Document extract:

Central Delaware saw its first snowfall of 2016 on Sunday, January 17 as up to an inch accumulated during the early morning hours into the afternoon. MilfordLIVE fans sent in their photos of how they enjoyed their snow day. With more snow projected to arrive this season, Delawareans may be seen in the next several weeks trying to clear the white stuff from their cars, driveways and sidewalks.
Bayhealth Medical Center Emergency Department physicians say the snow season could be potentially dangerous, or even deadly, for those who are not careful. They offer several tips on how individuals can shovel snow safely:
1. Shoveling snow can be a serious safety risk if you are a smoker, elderly, have a history of heart disease, high blood pressure, high cholesterol or other health issues. If you fall into any of these categories, ask a friend or pay somebody to shovel for you!
2. Before starting to shovel, be sure you have warmed up properly. Try using the same type of stretching you do before your regular exercise routine.
3. Lift with your legs, not your back. Start with your feet slightly apart, bend your knees and keep your back as straight as possible so that the lifting comes from your leg muscles, not your back. Never bend at the waist. Step in the direction that you are throwing snow. Your feet should point in the direction you are lifting and throwing.

Assignment A:
Please decide whether each statement agrees with the article on shoveling snow safely, answering yes or no and quoting the deciding words: (i) Central Delaware's first snowfall of 2016 came on Sunday, January 17. (ii) Up to three inches of snow accumulated. (iii) The physicians advise bending at the waist when lifting snow.
Assignment B:
Carry on the article on shoveling snow safely from the end of its third tip.

Source data:
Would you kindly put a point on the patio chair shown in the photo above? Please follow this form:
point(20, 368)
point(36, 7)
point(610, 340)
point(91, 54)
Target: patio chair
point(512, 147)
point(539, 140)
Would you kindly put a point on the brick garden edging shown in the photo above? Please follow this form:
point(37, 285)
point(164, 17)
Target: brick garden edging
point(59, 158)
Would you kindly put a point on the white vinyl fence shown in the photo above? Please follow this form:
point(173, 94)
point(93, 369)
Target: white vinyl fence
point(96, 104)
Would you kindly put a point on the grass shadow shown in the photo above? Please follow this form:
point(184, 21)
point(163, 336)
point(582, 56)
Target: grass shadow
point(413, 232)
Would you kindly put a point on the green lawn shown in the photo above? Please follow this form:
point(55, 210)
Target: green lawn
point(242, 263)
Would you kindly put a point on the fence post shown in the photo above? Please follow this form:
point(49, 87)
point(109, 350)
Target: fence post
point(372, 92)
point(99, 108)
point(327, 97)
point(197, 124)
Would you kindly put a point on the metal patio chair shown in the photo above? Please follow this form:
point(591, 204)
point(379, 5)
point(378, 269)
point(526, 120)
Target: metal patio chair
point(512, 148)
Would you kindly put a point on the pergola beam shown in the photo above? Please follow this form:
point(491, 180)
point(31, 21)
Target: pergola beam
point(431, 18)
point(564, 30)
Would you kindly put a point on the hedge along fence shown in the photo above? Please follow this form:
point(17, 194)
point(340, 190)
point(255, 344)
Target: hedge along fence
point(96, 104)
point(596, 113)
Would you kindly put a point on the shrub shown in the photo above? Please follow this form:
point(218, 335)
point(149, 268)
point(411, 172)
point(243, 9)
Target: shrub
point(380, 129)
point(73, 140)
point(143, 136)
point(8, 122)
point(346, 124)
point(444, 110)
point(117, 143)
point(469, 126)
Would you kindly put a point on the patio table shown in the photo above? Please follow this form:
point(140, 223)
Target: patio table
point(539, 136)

Result A:
(i) Yes: "Central Delaware saw its first snowfall of 2016 on Sunday, January 17"
(ii) No: "up to an inch accumulated during the early morning hours into the afternoon"
(iii) No: "Never bend at the waist."

Result B:
4. Start slowly, work at a steady pace and take frequent breaks. Shoveling snow rapidly for long periods at a time will compromise your safety.
5. Be sure to remain hydrated by drinking water. Avoid drinking caffeinated beverages, alcohol, and energy drinks. Dehydration can cause dizziness, fainting or worse.
8. Choose a small plastic shovel, so you are not lifting as much weight. A curved handle shovel is designed to take the strain off your back. Spray the blade with a lubricant to keep snow from sticking.
9. To stay warm, wear multiple layers for insulation, and so that you can shed layers if you become overheated. Be sure to cover your extremities to guard against frostbite.